→ **Pedido A**: Diga se cada afirmação abaixo concorda com o texto sobre Diego Costa, respondendo sim ou não e citando as palavras do texto que decidem: (i) Mazzola jogou pela Itália usando seu nome real, Altafini. (ii) Hoje ainda é possível um jogador participar de jogos por mais de uma seleção. (iii) Os torcedores do Valência disseram que Diego Costa não é realmente espanhol.

→ **Texto**:
==============================

Durante a recente ida do Atlético de Madrid ao Valência, os torcedores da casa hostilizaram o atacante Diego Costa dizendo que o mesmo não é realmente espanhol.

Daqui a cinco meses, uma nação inteira deverá estar pronta para levantar o mesmo ponto; porém, com mais agressividade. Porque há um elemento na história de Diego Costa que, durante a Copa do Mundo de 2014, poderá contribuir para uma relação altamente carregada entre o atacante do Atlético de Madrid e os torcedores brasileiros.

Não é nenhuma novidade brasileiros defendendo outras seleções. Historicamente, isso já ocorreu em duas ocasiões. Uma delas foi na idade pré-globalizada. É relativamente recente – a Copa do Mundo de 1986 foi um marco importante nesse processo – que o Brasil passou a convocar jogadores que atuavam fora do país. Antes disso, uma ida para a Europa ou até para a Argentina era o suficiente para enviar o jogador à um exílio da seleção. Então por que não jogar pelo país que o acolheu? Alguns tomaram esse caminho – talvez o maior caso seja o de Mazzola, meia-atacante da seleção brasileira na Copa de 1958 que anos depois jogou pela Itália (usando seu nome real, Altafini), inclusive jogando pela Azzurra na Copa seguinte.

Esse tipo de situação – participar de jogos por mais de uma seleção – já não pode mais acontecer hoje. Mas, com a aldeia global em que vivemos atualmente, não é incomum vermos brasileiros defendendo as seleções dos locais onde atuam, como Tunísia, Togo, Japão, México, Alemanha, Espanha ou Portugal. Normalmente, esses jogadores entendem que não possuem chances de defender o seu país-natal. Se naturalizarem cidadãos dos países que os adotaram é o melhor que podem conseguir.

Houve muitas vezes um sentimento de orgulho no Brasil sobre esses casos. Há algo para se orgulhar no fato de os jogadores brasileiros descartados pela seleção serem bons o suficiente para defenderem outra nação. Provavelmente haverá casos desse tipo na Copa do Mundo. A torcida poderá pegar no pé desses jogadores caso enfrentem o Brasil. Caso contrário, suas façanhas não deverão ser alvo de qualquer hostilidade.

==============================

→ **Dados de entrada**:
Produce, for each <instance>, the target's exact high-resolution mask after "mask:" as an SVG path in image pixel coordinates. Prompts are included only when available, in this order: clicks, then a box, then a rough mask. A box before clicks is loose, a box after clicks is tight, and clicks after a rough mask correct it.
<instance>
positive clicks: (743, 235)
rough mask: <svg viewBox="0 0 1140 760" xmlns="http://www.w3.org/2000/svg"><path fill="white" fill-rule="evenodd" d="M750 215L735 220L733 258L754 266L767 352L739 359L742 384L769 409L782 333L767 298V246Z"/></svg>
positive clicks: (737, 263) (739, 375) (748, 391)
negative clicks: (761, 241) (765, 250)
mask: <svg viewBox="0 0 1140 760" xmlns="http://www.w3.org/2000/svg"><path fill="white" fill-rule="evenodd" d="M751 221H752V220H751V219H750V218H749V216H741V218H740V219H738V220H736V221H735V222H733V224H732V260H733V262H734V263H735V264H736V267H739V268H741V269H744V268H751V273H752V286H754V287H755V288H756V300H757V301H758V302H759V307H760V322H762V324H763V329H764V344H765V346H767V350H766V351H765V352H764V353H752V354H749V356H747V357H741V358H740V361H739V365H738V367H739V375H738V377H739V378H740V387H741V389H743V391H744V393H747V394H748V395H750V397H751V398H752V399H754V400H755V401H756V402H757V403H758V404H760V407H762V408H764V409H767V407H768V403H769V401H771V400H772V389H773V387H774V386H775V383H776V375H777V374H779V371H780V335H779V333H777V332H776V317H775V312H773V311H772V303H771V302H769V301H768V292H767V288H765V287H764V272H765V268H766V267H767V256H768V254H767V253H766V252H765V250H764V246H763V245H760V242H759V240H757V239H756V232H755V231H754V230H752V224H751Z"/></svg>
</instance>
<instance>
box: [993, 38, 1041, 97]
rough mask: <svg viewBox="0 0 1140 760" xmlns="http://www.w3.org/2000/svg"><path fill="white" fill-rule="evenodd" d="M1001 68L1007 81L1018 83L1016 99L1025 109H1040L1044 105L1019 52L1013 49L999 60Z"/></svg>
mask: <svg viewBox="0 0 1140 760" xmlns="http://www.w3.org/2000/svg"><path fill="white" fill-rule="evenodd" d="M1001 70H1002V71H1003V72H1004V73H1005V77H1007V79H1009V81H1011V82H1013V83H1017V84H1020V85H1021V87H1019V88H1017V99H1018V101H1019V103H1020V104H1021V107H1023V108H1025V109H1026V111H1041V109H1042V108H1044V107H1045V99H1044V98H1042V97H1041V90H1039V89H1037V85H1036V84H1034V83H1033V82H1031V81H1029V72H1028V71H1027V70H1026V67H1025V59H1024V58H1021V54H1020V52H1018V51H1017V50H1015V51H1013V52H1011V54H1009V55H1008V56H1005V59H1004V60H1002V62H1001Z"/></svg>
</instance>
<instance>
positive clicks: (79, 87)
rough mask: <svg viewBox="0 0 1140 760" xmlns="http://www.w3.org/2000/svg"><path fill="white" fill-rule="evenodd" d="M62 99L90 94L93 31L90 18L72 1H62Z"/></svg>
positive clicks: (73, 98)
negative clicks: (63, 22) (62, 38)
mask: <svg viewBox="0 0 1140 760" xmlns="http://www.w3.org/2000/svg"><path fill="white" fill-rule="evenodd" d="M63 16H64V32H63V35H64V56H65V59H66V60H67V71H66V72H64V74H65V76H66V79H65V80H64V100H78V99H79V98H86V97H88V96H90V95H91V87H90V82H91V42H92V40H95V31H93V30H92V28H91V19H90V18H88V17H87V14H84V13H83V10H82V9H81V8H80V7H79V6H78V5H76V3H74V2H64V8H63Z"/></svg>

==============================

→ **Pedido B**: Disponha em uma tabela Markdown, com as colunas "Posição" e "Conteúdo", as linhas dos registros que vão do início deles até a linha que contém "positive clicks: (743, 235)", inclusive. Deixe de fora as linhas em branco.

→ **Resultado A**:
(i) Sim: "jogou pela Itália (usando seu nome real, Altafini)".
(ii) Não: "Esse tipo de situação – participar de jogos por mais de uma seleção – já não pode mais acontecer hoje."
(iii) Sim: "os torcedores da casa hostilizaram o atacante Diego Costa dizendo que o mesmo não é realmente espanhol."

→ **Resultado B**:
| Posição | Conteúdo |
|---|---|
| 1 | Produce, for each <instance>, the target's exact high-resolution mask after "mask:" as an SVG path in image pixel coordinates. Prompts are included only when available, in this order: clicks, then a box, then a rough mask. A box before clicks is loose, a box after clicks is tight, and clicks after a rough mask correct it. |
| 2 | <instance> |
| 3 | positive clicks: (743, 235) |